Work item
Without omitting anything, retype the data that follows.

Referring expression data
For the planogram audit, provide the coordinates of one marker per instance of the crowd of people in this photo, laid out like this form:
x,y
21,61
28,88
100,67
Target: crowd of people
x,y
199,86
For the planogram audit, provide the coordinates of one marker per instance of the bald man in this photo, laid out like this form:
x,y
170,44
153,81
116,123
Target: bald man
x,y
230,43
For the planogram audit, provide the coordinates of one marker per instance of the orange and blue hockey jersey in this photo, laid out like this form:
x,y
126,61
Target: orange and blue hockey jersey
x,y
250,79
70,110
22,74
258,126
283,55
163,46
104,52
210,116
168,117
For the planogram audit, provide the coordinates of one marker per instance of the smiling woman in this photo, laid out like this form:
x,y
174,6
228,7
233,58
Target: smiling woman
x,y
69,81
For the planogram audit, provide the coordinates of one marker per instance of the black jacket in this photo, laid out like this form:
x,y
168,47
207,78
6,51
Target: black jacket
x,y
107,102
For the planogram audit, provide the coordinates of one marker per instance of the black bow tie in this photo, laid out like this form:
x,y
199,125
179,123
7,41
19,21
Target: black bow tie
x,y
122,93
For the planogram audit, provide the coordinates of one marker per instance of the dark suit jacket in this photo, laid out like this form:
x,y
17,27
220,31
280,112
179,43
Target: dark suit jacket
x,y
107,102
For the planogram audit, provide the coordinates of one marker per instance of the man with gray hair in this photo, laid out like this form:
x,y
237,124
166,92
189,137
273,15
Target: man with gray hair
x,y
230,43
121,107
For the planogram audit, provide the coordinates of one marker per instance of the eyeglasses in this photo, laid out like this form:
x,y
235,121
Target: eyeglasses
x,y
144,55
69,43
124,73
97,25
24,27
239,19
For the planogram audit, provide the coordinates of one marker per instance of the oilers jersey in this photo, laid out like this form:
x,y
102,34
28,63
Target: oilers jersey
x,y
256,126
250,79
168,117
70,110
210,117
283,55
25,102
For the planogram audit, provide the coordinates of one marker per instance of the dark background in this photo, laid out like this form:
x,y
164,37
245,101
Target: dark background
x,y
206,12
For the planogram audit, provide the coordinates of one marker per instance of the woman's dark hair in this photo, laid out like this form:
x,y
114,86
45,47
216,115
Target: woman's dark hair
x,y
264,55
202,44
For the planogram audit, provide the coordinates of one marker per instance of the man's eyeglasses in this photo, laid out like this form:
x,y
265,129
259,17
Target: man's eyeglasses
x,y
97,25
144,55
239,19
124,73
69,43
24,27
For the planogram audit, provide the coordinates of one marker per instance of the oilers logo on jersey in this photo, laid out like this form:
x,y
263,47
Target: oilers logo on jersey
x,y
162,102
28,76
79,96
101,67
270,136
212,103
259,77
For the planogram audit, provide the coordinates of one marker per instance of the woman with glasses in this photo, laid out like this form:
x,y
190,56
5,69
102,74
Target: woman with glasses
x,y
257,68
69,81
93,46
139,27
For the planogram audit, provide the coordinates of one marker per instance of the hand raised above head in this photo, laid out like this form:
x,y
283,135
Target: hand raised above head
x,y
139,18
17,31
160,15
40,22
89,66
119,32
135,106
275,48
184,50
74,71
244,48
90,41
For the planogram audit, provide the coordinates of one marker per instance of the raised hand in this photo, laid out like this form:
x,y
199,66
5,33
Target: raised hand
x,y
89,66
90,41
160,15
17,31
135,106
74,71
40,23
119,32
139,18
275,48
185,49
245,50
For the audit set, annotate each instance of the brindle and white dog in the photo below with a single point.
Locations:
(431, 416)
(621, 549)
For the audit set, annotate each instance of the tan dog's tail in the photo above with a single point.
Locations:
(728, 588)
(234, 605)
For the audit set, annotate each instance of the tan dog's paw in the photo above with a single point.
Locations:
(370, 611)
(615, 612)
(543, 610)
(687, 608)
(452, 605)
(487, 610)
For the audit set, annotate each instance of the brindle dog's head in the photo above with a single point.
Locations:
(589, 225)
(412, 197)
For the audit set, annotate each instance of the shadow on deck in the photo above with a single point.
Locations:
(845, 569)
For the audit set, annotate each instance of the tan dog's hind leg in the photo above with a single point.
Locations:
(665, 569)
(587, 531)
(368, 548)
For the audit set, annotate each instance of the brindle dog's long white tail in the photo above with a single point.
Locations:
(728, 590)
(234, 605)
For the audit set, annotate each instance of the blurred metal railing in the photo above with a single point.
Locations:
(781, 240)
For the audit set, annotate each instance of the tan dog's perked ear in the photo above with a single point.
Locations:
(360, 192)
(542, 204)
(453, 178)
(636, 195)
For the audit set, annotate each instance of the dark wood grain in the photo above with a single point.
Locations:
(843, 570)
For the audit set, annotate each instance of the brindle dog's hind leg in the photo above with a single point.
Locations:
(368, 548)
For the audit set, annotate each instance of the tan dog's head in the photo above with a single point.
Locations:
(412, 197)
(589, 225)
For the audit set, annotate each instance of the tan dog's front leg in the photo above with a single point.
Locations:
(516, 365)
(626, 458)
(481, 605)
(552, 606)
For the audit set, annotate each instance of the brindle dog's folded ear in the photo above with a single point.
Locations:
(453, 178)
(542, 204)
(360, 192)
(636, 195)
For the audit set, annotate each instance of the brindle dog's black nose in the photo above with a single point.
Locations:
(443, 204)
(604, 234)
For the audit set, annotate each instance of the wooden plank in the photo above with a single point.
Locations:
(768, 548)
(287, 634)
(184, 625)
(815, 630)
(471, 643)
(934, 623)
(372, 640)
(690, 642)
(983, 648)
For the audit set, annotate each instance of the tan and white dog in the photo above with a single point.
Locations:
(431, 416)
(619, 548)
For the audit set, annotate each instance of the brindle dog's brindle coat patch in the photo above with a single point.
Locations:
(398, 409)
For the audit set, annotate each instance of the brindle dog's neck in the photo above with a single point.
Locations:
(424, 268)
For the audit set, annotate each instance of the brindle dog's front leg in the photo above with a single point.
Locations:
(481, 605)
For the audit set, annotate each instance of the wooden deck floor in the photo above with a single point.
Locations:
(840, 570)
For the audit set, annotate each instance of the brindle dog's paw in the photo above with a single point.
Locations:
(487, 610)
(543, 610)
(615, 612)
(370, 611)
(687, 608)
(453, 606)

Solved problem
For the planogram audit, provide the coordinates of one marker per instance of the crowd of people in this photo, laid out like this form:
x,y
21,61
28,88
100,67
Target: crowd of people
x,y
199,86
For the planogram audit, provide the coordinates of one marker per instance of the bald man in this photo, laid out like this form:
x,y
170,44
153,81
116,123
Target: bald man
x,y
230,43
For the planogram audit, provide the coordinates of one marker per instance of the orange and blue hockey jersey in this photo, laid out like this form:
x,y
126,61
Target: orange and blue hockey jersey
x,y
250,79
70,110
22,74
258,126
283,55
163,46
104,52
210,116
168,117
For the planogram audit, provide the coordinates of one marker per instance of the smiling woman in this photo, laid out like this form:
x,y
174,6
228,7
233,58
Target: smiling woman
x,y
69,81
For the planogram audit, provide the coordinates of one marker per instance of the black jacket in this photo, laid out like this form:
x,y
168,47
207,78
6,51
Target: black jacket
x,y
107,102
For the planogram audit, provide the coordinates of one marker per instance of the black bow tie in this photo, laid out like this form:
x,y
199,125
179,123
7,41
19,21
Target: black bow tie
x,y
122,93
For the planogram audit, provide the coordinates of one marker per instance of the dark suit jacket in this photo, laid out like this form:
x,y
17,27
220,31
280,112
179,43
Target: dark suit jacket
x,y
107,102
For the planogram audit, provide the coordinates of one marker per instance of the man with gray hair in this photo, laid out like this form:
x,y
237,124
166,92
189,137
273,15
Target: man with gray hair
x,y
230,43
121,107
For the planogram audit, provide the coordinates of one marker per instance of the eyeglasses in this photo, laid out like this form:
x,y
235,121
Target: eyeglasses
x,y
144,55
69,43
124,73
97,25
24,27
239,19
For the planogram audit, provide the coordinates of one marker per instance of the oilers jersey in this photo, laid out like this form:
x,y
102,34
28,63
Target: oilers jersey
x,y
256,126
250,79
168,117
70,110
210,117
283,55
25,102
For the planogram audit, provide the coordinates of one marker per instance of the dark background in this photo, laid out like this form:
x,y
164,37
245,101
Target: dark background
x,y
206,12
For the planogram audit, provide the coordinates of one marker per instance of the woman's dark hair in this photo, laid out like this form:
x,y
114,86
45,47
216,115
Target: woman's dark hair
x,y
264,55
202,44
For the planogram audit, provide the coordinates of one marker per instance of the man's eyeglasses in this photo, laid out like this form:
x,y
265,129
259,17
Target: man's eyeglasses
x,y
97,25
144,55
239,19
124,73
69,43
24,27
For the planogram audit, provide the coordinates of one marker per instance of the oilers logo on jersey in this photo, laid out like this form:
x,y
263,47
Target: oilers logo on jersey
x,y
162,102
28,76
79,96
101,67
270,136
212,103
259,77
For the planogram audit, provide the coordinates of one marker per instance of the woman with glasses in this photo, laid out like this form:
x,y
190,56
5,69
102,74
Target: woman with glasses
x,y
257,68
69,81
93,46
139,27
For the planogram audit, provide the coordinates of one marker per instance of the hand raised above head in this photo, laid out like this form:
x,y
283,135
Target: hand raised above head
x,y
139,18
17,31
160,15
40,22
89,66
119,32
135,106
275,48
184,50
74,71
244,48
90,41
For the planogram audit, provide the coordinates of one marker per instance of the raised hand in this photo, laid out like this form:
x,y
199,66
5,33
Target: raised hand
x,y
89,66
90,41
160,15
17,31
135,106
74,71
40,23
119,32
139,18
275,48
185,49
245,50
For the audit set, annotate each instance of the brindle and white dog in the photo below with a single point.
Locations:
(431, 416)
(621, 549)
For the audit set, annotate each instance of the tan dog's tail in the photo above with a single point.
Locations:
(728, 588)
(234, 605)
For the audit set, annotate each instance of the tan dog's paw in the photo above with a single point.
Locations:
(370, 611)
(615, 612)
(543, 610)
(687, 608)
(452, 605)
(487, 610)
For the audit set, annotate each instance of the brindle dog's head in the photo above with a single point.
Locations:
(589, 225)
(412, 197)
For the audit set, annotate each instance of the shadow on deck in the photo above with a single point.
Locations:
(845, 569)
For the audit set, annotate each instance of the tan dog's hind leg in the photo above with a single point.
Locations:
(665, 569)
(587, 531)
(368, 548)
For the audit set, annotate each instance of the brindle dog's long white tail in the photo above with a single point.
Locations:
(728, 590)
(234, 605)
For the audit set, annotate each instance of the blurred metal railing in the photo above with a single point.
Locations:
(781, 240)
For the audit set, annotate each instance of the tan dog's perked ear in the photo above with a single point.
Locations:
(360, 192)
(542, 204)
(453, 178)
(636, 195)
For the audit set, annotate each instance of the dark wood grain in the photo above with a single point.
Locations:
(843, 570)
For the audit set, annotate each instance of the brindle dog's hind leg in the photo above with a single point.
Locations:
(368, 548)
For the audit set, annotate each instance of the tan dog's head in the photo above with a single point.
Locations:
(412, 197)
(589, 225)
For the audit set, annotate each instance of the tan dog's front leg in the photo above with a single point.
Locations:
(516, 365)
(626, 458)
(481, 605)
(552, 606)
For the audit set, annotate each instance of the brindle dog's folded ear in the photo above with a single point.
Locations:
(453, 178)
(542, 204)
(360, 192)
(636, 195)
For the audit set, annotate each instance of the brindle dog's black nose in the photo above with a single point.
Locations:
(443, 204)
(604, 234)
For the audit set, annotate each instance of the wooden plank in the photo above with a single point.
Locations:
(768, 548)
(287, 634)
(184, 625)
(815, 630)
(471, 643)
(934, 623)
(372, 640)
(690, 642)
(983, 648)
For the audit set, annotate each instance of the tan and white dog in the photo above with a single point.
Locations:
(431, 416)
(619, 548)
For the audit set, annotate each instance of the brindle dog's brindle coat patch in the photo above with a single point.
Locations:
(398, 409)
For the audit set, annotate each instance of the brindle dog's neck in the photo above with a single point.
Locations:
(424, 268)
For the audit set, annotate each instance of the brindle dog's front leg in the photo above with a single point.
Locations:
(481, 605)
For the audit set, annotate each instance of the wooden deck floor in the photo above with a single point.
Locations:
(840, 570)
For the audit set, annotate each instance of the brindle dog's paw in the photo above with a single point.
Locations:
(487, 610)
(543, 610)
(615, 612)
(370, 611)
(687, 608)
(453, 606)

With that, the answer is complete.